**Exercise instructions**
Copy out the whole listing exactly as written, leaving the pictures behind.
---------- Records for this task
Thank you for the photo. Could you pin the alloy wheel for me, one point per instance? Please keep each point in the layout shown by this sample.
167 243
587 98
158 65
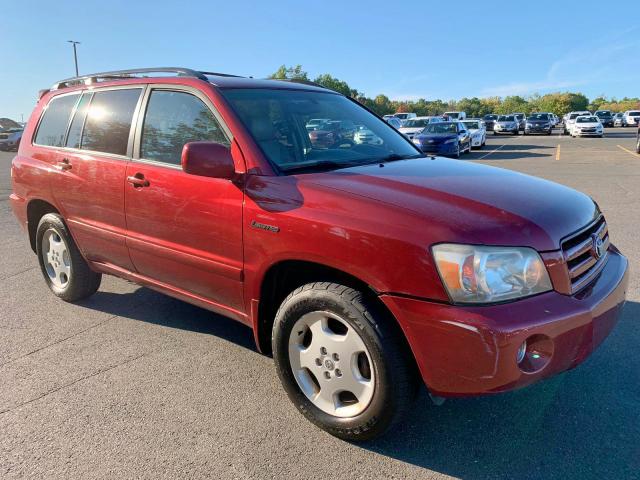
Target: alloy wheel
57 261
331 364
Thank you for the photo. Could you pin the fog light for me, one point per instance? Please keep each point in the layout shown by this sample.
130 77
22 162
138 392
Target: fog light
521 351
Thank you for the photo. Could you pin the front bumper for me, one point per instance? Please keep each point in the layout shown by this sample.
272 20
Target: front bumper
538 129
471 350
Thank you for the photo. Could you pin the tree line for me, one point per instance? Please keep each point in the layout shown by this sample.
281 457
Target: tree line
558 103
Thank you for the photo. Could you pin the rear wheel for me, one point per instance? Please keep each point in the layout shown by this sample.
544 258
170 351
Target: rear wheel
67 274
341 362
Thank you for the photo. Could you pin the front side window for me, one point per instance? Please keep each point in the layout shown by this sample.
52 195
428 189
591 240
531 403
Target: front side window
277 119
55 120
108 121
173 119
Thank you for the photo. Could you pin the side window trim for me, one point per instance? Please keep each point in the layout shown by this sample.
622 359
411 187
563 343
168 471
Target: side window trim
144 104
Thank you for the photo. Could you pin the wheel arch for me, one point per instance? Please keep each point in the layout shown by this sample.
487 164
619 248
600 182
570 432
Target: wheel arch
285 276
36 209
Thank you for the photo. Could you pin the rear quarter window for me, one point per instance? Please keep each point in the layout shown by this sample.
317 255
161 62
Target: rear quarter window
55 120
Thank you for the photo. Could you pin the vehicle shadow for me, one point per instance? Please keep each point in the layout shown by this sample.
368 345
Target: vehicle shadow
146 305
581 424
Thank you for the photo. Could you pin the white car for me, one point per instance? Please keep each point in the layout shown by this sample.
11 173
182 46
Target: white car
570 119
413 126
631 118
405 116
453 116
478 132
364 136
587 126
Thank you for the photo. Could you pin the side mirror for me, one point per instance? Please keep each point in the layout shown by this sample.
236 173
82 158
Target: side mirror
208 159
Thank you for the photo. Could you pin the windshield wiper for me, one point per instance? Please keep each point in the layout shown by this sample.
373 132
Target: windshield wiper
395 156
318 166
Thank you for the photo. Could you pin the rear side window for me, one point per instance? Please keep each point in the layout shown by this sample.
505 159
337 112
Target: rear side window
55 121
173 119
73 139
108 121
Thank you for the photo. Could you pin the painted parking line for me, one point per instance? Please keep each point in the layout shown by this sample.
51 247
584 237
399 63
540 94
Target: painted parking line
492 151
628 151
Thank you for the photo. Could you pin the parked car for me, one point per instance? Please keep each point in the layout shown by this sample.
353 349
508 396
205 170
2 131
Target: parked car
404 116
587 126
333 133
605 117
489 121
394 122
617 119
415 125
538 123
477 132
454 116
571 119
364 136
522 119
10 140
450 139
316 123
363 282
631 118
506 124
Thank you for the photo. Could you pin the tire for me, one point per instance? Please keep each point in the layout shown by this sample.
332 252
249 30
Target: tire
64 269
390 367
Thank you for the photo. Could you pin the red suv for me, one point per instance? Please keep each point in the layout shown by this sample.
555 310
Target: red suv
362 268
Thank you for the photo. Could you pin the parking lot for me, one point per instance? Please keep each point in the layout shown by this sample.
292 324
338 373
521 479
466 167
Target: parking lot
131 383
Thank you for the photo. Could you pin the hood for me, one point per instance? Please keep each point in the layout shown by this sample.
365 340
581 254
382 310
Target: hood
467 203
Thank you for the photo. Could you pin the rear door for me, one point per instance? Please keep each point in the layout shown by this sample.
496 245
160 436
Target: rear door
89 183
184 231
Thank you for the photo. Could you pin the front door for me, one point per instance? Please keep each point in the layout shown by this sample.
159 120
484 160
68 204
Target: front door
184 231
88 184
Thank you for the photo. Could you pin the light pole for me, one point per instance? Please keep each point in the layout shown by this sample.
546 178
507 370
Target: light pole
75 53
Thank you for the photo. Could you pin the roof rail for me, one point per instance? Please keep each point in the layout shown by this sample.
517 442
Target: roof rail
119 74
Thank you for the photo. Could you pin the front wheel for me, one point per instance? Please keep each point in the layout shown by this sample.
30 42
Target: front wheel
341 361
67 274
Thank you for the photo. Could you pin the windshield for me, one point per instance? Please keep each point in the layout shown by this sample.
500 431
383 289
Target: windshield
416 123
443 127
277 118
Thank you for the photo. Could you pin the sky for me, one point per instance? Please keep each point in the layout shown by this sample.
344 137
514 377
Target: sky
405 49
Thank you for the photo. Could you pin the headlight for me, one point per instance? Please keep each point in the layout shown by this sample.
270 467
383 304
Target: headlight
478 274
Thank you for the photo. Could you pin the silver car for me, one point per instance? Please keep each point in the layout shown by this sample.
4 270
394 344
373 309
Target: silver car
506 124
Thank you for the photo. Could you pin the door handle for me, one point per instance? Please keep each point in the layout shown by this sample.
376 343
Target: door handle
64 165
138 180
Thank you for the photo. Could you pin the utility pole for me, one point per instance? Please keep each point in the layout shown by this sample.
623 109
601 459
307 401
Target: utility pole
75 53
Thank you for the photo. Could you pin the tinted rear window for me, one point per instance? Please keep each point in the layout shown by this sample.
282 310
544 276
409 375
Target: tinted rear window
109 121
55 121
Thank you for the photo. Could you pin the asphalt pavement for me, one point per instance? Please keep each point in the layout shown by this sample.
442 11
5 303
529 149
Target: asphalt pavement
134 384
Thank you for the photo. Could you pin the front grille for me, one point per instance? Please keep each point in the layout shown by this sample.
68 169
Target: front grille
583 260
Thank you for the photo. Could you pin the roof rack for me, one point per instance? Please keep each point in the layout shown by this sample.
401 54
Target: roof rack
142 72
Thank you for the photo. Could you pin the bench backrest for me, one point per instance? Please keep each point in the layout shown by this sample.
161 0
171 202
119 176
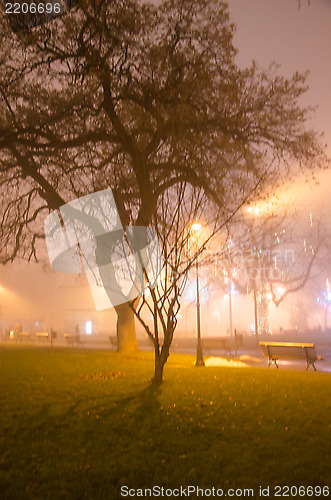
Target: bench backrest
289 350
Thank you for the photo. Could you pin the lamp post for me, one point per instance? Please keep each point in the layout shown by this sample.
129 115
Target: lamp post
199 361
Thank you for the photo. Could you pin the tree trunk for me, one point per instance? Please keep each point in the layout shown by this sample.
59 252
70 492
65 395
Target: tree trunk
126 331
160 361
--------------------
**Answer for this exercise**
Thank you for the photo. Could you pin the alloy wheel for me, one point per instance? Please keep each point in the layout shown by this sample.
167 243
587 98
158 65
Target: alloy wheel
57 261
331 364
Thank you for the photo. Could you pin the fog light for me, one point per instance? Please keep each point in the layout shown by this sample.
130 77
22 162
138 392
Target: fog light
521 351
Thank you for the photo. Could you pin the front bumper for me, one point per instance? Please keep each point in the layout shown by this sample.
272 20
Target: front bumper
538 129
471 350
Thank you for the photo. Could you pin the tree line for me, one point per instance? Please keep each point in the layout shown by this sample.
281 457
Target: tree line
558 103
Thank you for the photo. Could you pin the rear wheel for me, one point per instance? Please keep each point in the layout shown by this sample.
544 258
170 351
Target: rear wheel
67 274
341 362
Thank you for the photo. Could you pin the front side window for me, one point per instance? Please keep each point in the layout shown by this sample.
52 195
428 189
591 240
531 403
Target: front side window
277 119
55 120
108 121
173 119
Thank you for the photo. Could you pin the side window trim for me, one point per instance? Please keep each point in the layout shown by this sample.
622 359
411 187
563 343
168 471
Target: side window trim
144 104
Thank you for the photo. Could you pin the wheel arch for me, one point per instance? Please keep each point in the layout shown by this sample.
487 164
619 248
600 182
570 432
Target: wheel arch
285 276
36 209
Thank you for the photo. Could you pin the rear quarter window for me, one point per instance? Please keep each point in the layout shown by this sample.
317 255
161 62
Target: rear quarter window
55 120
Thank you for the photo. Could you pin the vehicle shadow for me, one point per instance? Please keep each point in the layout shown by this sample.
368 345
Target: vehicle shadow
146 305
581 424
Thank you for the photo. Could you pin the white car for me, one point per instance? Please keep each point in the layout shown by this sample.
11 173
182 46
Target: white car
570 119
413 126
631 118
405 116
453 116
478 132
364 136
587 126
Thank you for the photo. Could you pin the side mirror for me, one point per instance? Please keep each point in the layout shown by this sample.
236 173
82 158
Target: side mirror
208 159
Thank you for the photo. Could you pin the windshield wiper for me, one point per instance? Please keep each point in the layout shown by this sample.
373 132
Target: windshield wiper
395 156
318 166
Thank you for the photo. Could you pin the rear side window for me, one point per instance? Please keep each point in the layout shown by this sample.
505 159
337 112
Target: rear side window
55 121
173 119
73 139
108 121
Thank you for the photo. Could you pin the painted parking line for me, one point per instance? Please keep each point in the layout shown by this sample.
51 247
584 237
399 63
540 94
Target: painted parking line
492 151
628 151
Thank you for the photo. Could you pin the parked car for me, one point per instance? Please keep each point in the layout shown by this sample.
353 349
508 396
205 170
2 131
Target: parked car
404 116
587 126
333 133
605 117
489 121
394 122
617 119
415 125
538 123
477 132
454 116
571 119
364 136
522 119
10 140
450 139
316 123
363 282
631 118
506 124
Thank you for the photo. Could you pin the tire for me, one point per instance? Please keep each point in the layout shown by this sample.
332 252
249 30
Target: tire
64 269
390 367
Thank you for the photo. Could you pin the red suv for me, one point per instance? Please keep each point in the layout shown by this sample.
555 310
Target: red suv
362 268
Thank you for the photo. Could you pin the parking lot for me, one point per instance? Please keep each point in the layout shown by this sample.
292 324
338 373
521 479
466 167
Target: parking lot
131 383
Thank you for the photo. Could you pin the hood for me, one point per instance? Please keep each point in the layout shown by this sample.
365 340
581 254
382 310
Target: hood
467 203
Thank you for the photo. Could you pin the rear door for me, one point per instance? Please keep each point in the layout shown by this sample.
496 245
160 436
Target: rear door
89 183
184 231
Thank you for the photo. Could you pin the front door for me, one point per instance? Please keep each point in the layout shown by this sample.
159 120
484 160
68 204
Target: front door
184 231
88 184
Thank you for the photo. Could you pin the light pole for me, one point per instance? Please keep each point in the layout shown by this sample.
546 178
507 370
Target: light pole
75 53
Thank you for the photo. Could you pin the roof rail for me, one point per instance? Please keep each point in the layout shown by this sample.
517 442
Target: roof rail
119 74
Thank you for the photo. Could you pin the front wheel for me, one point per instance? Please keep each point in the layout shown by this sample.
30 42
Target: front wheel
341 361
67 274
Thank you for the photo. Could you pin the windshield for me, one point per instance? Please keep each point in the layout shown by this sample.
500 431
383 289
Target: windshield
416 123
443 127
277 118
Thank you for the photo. Could you pin the sky for me, one point per instance? Please keep each point in the layout shown by this sample.
344 137
514 377
Target: sky
405 49
Thank you for the photo. Could you pin the headlight for me, one point per instance? Please keep each point in the layout shown by this sample.
270 467
383 304
Target: headlight
478 274
Thank you for the photo. Could you pin the silver car for me, one point per instance? Please keep each point in the layout shown by this sample.
4 270
394 344
373 309
Target: silver car
506 124
Thank you for the photo. Could you pin the door handle for me, one point per instance? Please keep each point in the layout shown by this sample.
376 343
Target: door handle
64 165
138 180
Thank you for the photo. Could you pin the utility pole for me, one point per instance? Please keep each point in the layout shown by this sample.
623 109
601 459
307 401
Target: utility pole
75 53
Thank you for the photo. Could you pin the tinted rear window for me, one point per instance? Please keep each point in the layout shown by this sample.
282 310
544 276
409 375
Target: tinted rear window
109 121
55 121
Thank you for the photo. Could you pin the asphalt pavement for me, one point per instance? Please keep each point in the layout shown by this sample.
442 11
5 303
529 149
Target: asphalt pavement
134 384
Thank you for the photo. Could you pin the front grille for me, one point per instance? Please keep each point in the layout shown by this sample.
68 169
Target: front grille
583 260
Thank you for the photo. Could you pin the roof rack for me, one point per instance? Please keep each point in the layout shown by this sample.
401 54
Target: roof rack
142 72
Thank you for the photo. Could you pin the bench backrest for me, one point per instance? Please keep each point in the layout shown by this sample.
161 0
171 202
119 176
Target: bench backrest
289 350
Thank you for the photo. Could you pin the lamp post for me, one point per instance? Please keep each point in the layout shown by this sample.
129 115
Target: lamp post
199 361
Thank you for the photo. Could you pin the tree trunk for me, one point per instance? Please keep each point in the layout shown by this sample.
59 252
70 492
65 395
Target: tree trunk
126 331
160 361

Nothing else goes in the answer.